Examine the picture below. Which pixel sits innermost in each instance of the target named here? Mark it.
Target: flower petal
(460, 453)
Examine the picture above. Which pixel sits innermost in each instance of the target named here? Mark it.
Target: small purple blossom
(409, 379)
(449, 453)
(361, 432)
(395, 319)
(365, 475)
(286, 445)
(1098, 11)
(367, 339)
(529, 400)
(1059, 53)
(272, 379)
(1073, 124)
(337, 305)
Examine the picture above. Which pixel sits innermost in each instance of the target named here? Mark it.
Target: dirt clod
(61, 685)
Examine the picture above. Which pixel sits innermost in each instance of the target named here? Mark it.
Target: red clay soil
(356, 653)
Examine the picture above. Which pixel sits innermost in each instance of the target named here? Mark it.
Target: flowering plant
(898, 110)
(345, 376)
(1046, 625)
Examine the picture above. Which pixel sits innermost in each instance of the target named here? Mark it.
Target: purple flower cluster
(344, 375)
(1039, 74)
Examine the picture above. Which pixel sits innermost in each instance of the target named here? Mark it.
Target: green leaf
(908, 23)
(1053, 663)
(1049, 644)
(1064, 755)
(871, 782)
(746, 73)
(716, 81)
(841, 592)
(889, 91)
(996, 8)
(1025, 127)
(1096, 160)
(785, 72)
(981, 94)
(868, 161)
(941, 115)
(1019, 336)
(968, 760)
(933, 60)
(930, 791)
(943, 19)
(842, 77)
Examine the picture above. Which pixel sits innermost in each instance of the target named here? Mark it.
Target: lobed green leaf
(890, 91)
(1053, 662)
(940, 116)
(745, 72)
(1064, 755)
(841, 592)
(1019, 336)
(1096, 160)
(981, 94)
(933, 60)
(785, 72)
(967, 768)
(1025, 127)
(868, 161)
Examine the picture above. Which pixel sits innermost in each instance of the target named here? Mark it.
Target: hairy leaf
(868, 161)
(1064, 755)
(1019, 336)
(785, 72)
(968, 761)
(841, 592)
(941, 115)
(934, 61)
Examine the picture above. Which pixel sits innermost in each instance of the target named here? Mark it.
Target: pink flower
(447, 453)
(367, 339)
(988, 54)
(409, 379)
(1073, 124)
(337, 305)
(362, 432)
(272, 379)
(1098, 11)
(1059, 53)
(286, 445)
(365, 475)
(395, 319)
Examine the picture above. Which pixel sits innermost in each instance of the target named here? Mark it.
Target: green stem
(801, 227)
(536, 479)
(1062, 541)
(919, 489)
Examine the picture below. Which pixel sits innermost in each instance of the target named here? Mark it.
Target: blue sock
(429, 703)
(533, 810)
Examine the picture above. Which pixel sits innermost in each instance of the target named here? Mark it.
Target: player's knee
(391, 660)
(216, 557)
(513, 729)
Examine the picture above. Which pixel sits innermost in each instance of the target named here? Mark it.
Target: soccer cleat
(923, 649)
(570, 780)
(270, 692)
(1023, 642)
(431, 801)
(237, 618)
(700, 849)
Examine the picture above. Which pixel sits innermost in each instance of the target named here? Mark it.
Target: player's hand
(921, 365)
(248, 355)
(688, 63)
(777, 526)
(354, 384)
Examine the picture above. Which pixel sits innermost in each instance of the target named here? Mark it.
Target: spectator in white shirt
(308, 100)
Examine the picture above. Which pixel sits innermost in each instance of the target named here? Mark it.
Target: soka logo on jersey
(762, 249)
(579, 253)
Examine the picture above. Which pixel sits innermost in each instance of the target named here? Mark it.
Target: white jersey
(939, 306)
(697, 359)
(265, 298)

________________

» WHAT IS ASKED: Retype the material in full, character for character.

» ANSWER TO THIS TASK:
Examine the picture below. Which pixel sits innermost in each instance of the target named here? Mark it.
Target: flower petal
(460, 453)
Examine the picture above. Which pixel sits innermost in each instance of the target named here? Mark it.
Target: small purple blossom
(409, 379)
(449, 453)
(361, 432)
(395, 319)
(365, 475)
(286, 445)
(1098, 11)
(367, 339)
(529, 400)
(1059, 53)
(272, 379)
(1073, 124)
(337, 305)
Examine the picture above. Which pixel sits innermost in each instance of the target named here? Mark it.
Target: dirt clod
(61, 685)
Examine the picture above. Which pixel sits innermost in each instance of the target named here? Mark it.
Target: red clay soil
(356, 653)
Examine the picture above. Which pixel sits innermost in each instance of the target named here? Mark it.
Target: flowering plant
(898, 110)
(345, 376)
(1046, 625)
Examine the picture above. Which pixel sits innermost in each instance of the target named here? Mark it.
Target: purple flower cluster
(344, 375)
(1039, 74)
Examine the picture above. Which pixel sits innermost in each instance of the target named here? Mark it.
Target: green leaf
(908, 23)
(1053, 663)
(1049, 644)
(1064, 755)
(871, 782)
(746, 73)
(716, 81)
(841, 592)
(889, 91)
(996, 8)
(1025, 127)
(1096, 160)
(785, 72)
(981, 94)
(868, 161)
(941, 115)
(1019, 336)
(968, 760)
(933, 60)
(930, 791)
(943, 19)
(842, 77)
Examine the picture above. Which pixel sits innermost in each instance of the target named here? Mark it.
Target: lobed green leaf
(890, 91)
(1053, 662)
(940, 116)
(745, 72)
(1064, 755)
(841, 592)
(1019, 336)
(1096, 160)
(981, 94)
(933, 60)
(785, 72)
(967, 768)
(1025, 127)
(868, 161)
Examine the picture above. Which pixel sits innermost in each instance of the target named here? Mark it.
Target: hairy leaf
(868, 161)
(1064, 755)
(1019, 336)
(785, 72)
(968, 761)
(841, 592)
(941, 115)
(934, 61)
Examine the picture above. Which pixel sits innermost in each instance of the target named here? Mark it.
Target: pink flower
(447, 453)
(367, 339)
(988, 54)
(409, 379)
(1073, 124)
(337, 305)
(362, 432)
(272, 379)
(1098, 11)
(1059, 53)
(286, 445)
(365, 475)
(395, 319)
Examine the picture above. Which pixel sits innermost in each instance of the target named here? Mark it.
Target: green stem
(801, 227)
(536, 479)
(1062, 541)
(919, 489)
Examine the picture below. Which pixel sits innermost in each instance of the target named here? Mark it.
Target: blue sock
(429, 703)
(533, 810)
Examine the picture above. Which pixel sits innermost in each instance of the target named here? Mark it.
Target: player's knee
(391, 660)
(216, 557)
(513, 729)
Examine the picture above. Which pixel sits innermost in each instance of the target named here? Mark it.
Target: soccer cleat
(923, 649)
(570, 780)
(270, 692)
(1023, 642)
(431, 801)
(237, 618)
(700, 849)
Examine the picture above. Which pixel sits innermost in each instance of the target named here? Mark it.
Target: player's hand
(921, 365)
(248, 355)
(688, 63)
(777, 526)
(354, 384)
Examine the picture above. Which pixel sits innermost in each instance of the target named here? Mark it.
Target: spectator in white shirt
(308, 100)
Examine the picture above. Which pixel sits innermost in each instance of the target named here? Mark it.
Target: soka logo on jersey
(762, 249)
(579, 253)
Examine the picture above. Which pixel sits innermost in each instance of the target named here? Mark it.
Target: white jersey
(939, 306)
(697, 359)
(265, 298)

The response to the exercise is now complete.